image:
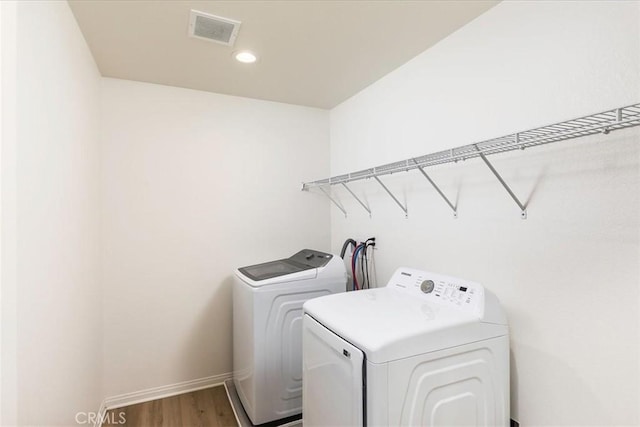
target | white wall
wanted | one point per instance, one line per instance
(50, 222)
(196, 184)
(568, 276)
---
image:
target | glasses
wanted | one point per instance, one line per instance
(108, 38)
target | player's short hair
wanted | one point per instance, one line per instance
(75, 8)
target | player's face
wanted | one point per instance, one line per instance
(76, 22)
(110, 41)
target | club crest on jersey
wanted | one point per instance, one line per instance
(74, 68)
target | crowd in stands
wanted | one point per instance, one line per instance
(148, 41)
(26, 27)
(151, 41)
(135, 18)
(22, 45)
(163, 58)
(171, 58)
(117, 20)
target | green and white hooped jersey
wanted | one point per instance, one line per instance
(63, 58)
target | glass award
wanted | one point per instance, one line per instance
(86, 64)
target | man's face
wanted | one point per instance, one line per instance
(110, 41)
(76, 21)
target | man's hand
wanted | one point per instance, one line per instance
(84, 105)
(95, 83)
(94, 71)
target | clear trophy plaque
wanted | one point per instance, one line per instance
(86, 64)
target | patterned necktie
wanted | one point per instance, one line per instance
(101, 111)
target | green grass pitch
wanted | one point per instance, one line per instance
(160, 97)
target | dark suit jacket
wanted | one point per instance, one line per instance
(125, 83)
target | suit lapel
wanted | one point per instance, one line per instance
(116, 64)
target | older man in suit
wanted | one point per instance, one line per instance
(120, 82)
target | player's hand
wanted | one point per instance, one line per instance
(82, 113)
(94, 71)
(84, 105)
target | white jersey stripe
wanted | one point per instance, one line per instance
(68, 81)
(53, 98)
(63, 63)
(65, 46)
...
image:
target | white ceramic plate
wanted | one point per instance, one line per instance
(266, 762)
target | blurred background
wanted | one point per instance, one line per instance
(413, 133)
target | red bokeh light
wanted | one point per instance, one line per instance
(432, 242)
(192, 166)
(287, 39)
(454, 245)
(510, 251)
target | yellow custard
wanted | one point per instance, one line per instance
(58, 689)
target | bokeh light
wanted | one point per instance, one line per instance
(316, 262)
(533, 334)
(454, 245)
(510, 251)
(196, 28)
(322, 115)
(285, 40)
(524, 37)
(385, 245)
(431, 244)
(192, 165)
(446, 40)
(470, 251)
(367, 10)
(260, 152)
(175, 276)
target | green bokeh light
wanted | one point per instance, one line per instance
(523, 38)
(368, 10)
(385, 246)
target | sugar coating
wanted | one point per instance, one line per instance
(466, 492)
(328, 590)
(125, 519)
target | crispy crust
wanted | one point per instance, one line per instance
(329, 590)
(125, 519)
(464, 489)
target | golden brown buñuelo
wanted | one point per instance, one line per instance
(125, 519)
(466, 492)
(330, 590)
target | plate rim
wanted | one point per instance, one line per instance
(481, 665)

Written instruction | List every line of the rows above that contains the word "white", copying each line in full.

Result of this task |
target | white wall
target | green and white hooped jersey
target | white jersey stripe
target | white ceramic plate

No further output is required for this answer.